» Exercise description
In the news article about the crying Virgin Mary statue, what is the statue made of?

» Excerpt to read
Catholics Flock to Crying Virgin Mary Statue

People are flocking to Sacramento’s Vietnamese Catholic Martyrs Church to see a stain on a statue of the Virgin Mary.

Believers Flock to ‘Crying’ Virgin Mary (AP)

Photo Visitors to the Vietnamese Catholic Martyrs Church, of Sacramento, Calif., gather around a statue of the Virgin Mary that has red stains running from the left eye, Tuesday, Nov. 22, 2005. According to Anthony Nguyen, a deacon at the Church, the stains first appeared Nov. 9th, but they were washed away. The stains reappeared a week later. Visitors have been coming to the church to see what many call ' a miracle.'(AP Photo/Rich Pedroncelli) Carrying rosary beads and cameras, the faithful have been coming in a steady stream to a church on the outskirts of Sacramento for a glimpse of what some are calling a miracle: A statue of the Virgin Mary they say has begun crying a substance that looks like blood. It was first noticed more than a week ago, when a priest at the Vietnamese Catholic Martyrs Church spotted a stain on the statue’s face and wiped it away. Before Mass on Nov. 20, people again noticed a reddish substance near the eyes of the white concrete statue outside the small church, said Ky Truong, 56, a parishioner.

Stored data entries
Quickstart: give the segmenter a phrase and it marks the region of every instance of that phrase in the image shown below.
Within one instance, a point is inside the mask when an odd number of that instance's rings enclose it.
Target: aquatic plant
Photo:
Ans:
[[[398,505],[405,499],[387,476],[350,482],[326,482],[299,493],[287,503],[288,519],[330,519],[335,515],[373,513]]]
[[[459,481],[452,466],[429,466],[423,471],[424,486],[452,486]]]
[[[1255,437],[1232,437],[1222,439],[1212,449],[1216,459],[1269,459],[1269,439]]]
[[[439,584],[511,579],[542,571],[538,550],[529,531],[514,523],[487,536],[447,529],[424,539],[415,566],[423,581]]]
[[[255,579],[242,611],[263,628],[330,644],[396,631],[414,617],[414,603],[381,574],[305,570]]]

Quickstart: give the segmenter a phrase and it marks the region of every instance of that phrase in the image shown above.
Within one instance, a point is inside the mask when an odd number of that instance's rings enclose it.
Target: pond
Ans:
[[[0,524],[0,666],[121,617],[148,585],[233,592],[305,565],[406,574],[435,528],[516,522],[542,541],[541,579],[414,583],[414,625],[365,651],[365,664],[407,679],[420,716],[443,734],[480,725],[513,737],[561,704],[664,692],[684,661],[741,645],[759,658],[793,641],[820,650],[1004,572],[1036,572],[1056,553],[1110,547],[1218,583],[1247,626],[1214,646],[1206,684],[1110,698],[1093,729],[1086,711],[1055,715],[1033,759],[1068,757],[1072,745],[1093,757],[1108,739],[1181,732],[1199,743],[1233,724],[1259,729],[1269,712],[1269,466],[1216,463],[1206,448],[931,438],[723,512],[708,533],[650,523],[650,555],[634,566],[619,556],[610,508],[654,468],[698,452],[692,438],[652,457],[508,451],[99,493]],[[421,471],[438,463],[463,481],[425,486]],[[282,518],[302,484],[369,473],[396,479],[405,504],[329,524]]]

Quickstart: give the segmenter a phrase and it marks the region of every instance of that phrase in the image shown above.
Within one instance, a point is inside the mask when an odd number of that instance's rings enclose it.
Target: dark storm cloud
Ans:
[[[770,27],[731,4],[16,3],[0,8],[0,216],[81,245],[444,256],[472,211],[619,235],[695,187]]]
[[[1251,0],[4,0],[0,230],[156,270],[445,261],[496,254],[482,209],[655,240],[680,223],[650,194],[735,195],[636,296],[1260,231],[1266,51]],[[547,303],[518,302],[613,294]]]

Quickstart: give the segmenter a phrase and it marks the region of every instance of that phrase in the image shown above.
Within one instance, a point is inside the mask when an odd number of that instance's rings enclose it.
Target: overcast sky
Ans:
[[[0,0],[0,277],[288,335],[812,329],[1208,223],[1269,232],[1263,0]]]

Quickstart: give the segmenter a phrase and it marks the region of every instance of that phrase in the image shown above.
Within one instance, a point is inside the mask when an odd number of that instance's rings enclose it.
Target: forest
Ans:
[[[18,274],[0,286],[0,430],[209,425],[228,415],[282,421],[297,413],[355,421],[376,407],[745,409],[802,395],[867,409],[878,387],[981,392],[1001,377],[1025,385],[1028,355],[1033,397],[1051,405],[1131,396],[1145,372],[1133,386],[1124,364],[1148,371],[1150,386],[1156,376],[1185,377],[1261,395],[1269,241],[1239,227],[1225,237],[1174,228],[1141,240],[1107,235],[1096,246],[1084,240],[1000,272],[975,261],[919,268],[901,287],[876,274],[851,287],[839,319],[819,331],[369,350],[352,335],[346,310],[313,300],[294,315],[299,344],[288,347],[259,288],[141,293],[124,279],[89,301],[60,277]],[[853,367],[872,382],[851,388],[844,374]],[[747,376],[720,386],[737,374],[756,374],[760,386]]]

» Result of the task
White concrete.